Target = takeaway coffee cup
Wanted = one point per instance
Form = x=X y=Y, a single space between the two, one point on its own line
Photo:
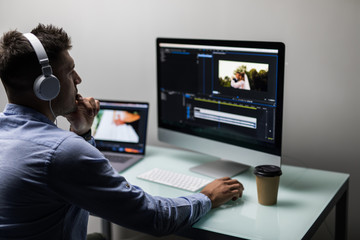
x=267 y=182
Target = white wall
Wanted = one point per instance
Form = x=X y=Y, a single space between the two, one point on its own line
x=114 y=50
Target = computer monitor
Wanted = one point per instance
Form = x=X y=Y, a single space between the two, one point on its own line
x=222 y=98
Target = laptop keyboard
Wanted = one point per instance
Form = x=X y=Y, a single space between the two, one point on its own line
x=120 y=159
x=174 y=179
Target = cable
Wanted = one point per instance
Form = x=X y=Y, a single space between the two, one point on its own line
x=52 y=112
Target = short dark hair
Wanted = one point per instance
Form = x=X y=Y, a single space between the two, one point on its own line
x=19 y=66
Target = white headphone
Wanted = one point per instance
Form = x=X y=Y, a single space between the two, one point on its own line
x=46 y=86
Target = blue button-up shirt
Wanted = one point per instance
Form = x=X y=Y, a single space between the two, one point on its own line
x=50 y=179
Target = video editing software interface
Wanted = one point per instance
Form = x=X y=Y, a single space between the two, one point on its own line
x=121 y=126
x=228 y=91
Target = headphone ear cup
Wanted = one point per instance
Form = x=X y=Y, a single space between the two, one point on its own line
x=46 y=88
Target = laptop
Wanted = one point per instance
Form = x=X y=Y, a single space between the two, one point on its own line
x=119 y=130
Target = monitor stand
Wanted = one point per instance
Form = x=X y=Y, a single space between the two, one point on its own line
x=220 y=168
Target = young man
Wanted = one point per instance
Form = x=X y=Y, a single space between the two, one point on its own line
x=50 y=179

++++

Please rewrite all of the material above with every "Target" changed to "Object" and nothing else altered. Leave out the pictures.

THE ANSWER
Object = takeaway coffee cup
Wanted = one point per instance
Form = x=X y=Y, a single space between the two, one point on its own line
Photo:
x=267 y=182
Object = white wall
Wanted = one point per instance
Form = x=X y=Y, a single space between the two, one point on its own line
x=114 y=50
Object = computer monitor
Wanted = one point per instance
Form = x=X y=Y, a single space between the two, one point on its own line
x=222 y=98
Object = laptop keyboard
Wanted = one point per instance
Form = x=X y=Y, a single space between the two, one point on its own line
x=120 y=159
x=174 y=179
Object = cable
Wanted = one point per instance
Form = x=X y=Y, a single space between the two, one point on its own line
x=52 y=112
Object = short dark hair
Wanted = one point per instance
Form = x=X y=Y, a single space between the two, one point on its own line
x=19 y=66
Object = white headphone
Wanted = one point per instance
Form = x=X y=Y, a single space between the two, one point on its own line
x=46 y=86
Object = blue button-up shirt
Wanted = one point per instance
Form = x=X y=Y, a single space between the two, one point on its own line
x=50 y=179
Object = video editing software interface
Wanted = one point per instance
Form = x=X y=Y, a single space between the two, one point on its own line
x=121 y=126
x=228 y=91
Object = headphone ear cup
Wanted = one point per instance
Form = x=X y=Y, a single space between the two, one point on its own line
x=46 y=88
Object = laptop
Wanted = one point per instance
Form = x=X y=Y, a single space between the two, one point on its own line
x=119 y=130
Object = monitor stand
Wanted = one point per instance
Form = x=X y=Y, a single space between the two, one point on its own line
x=220 y=168
Object = young man
Wanted = one point per instance
Form = x=X y=Y, a single space between the two, one point on its own line
x=50 y=179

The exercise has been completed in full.